GOAL: Collect each line in the listing below that contains the word "grille".

GIVEN DATA:

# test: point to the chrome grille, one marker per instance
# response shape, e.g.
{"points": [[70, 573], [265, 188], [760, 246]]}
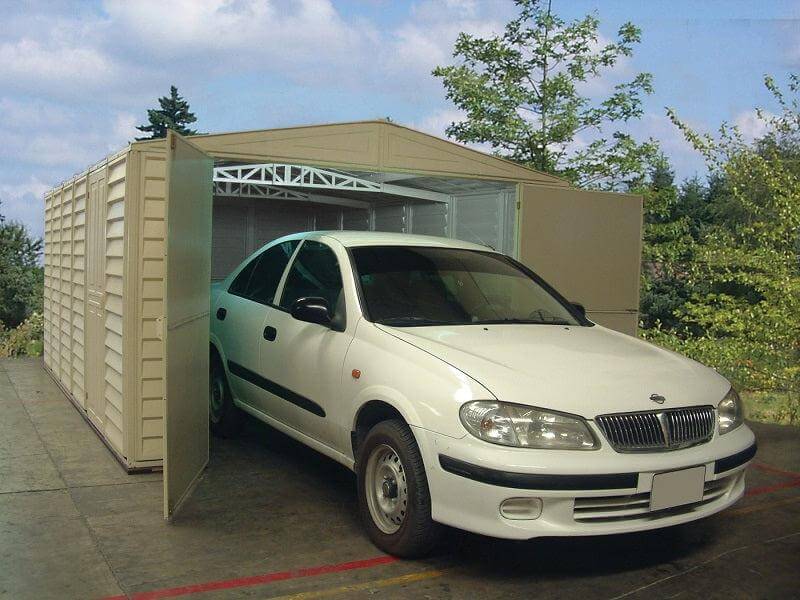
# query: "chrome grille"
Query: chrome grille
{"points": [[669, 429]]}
==
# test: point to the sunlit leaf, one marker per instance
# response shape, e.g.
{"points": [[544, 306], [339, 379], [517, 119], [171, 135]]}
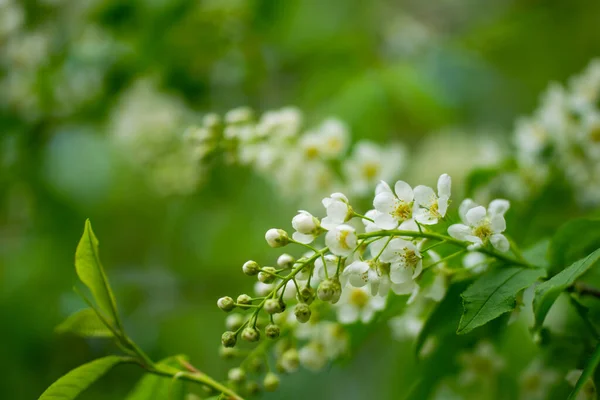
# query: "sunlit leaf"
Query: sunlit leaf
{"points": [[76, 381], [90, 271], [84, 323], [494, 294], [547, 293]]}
* * *
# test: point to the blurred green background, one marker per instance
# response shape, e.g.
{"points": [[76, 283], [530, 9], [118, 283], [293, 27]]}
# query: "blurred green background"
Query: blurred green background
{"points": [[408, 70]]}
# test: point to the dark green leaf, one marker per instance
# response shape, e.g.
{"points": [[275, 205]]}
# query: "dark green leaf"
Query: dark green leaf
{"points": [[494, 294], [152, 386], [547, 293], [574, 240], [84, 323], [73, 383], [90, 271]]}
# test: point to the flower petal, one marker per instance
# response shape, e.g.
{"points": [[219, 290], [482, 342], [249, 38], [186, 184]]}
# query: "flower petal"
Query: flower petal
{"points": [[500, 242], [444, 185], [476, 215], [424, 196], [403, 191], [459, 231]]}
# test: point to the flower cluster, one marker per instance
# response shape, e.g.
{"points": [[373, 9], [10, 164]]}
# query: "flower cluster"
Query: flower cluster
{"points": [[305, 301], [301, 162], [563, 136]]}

RESULT:
# test: point to the chrome grille, one marker per instance
# query: "chrome grille"
Query: chrome grille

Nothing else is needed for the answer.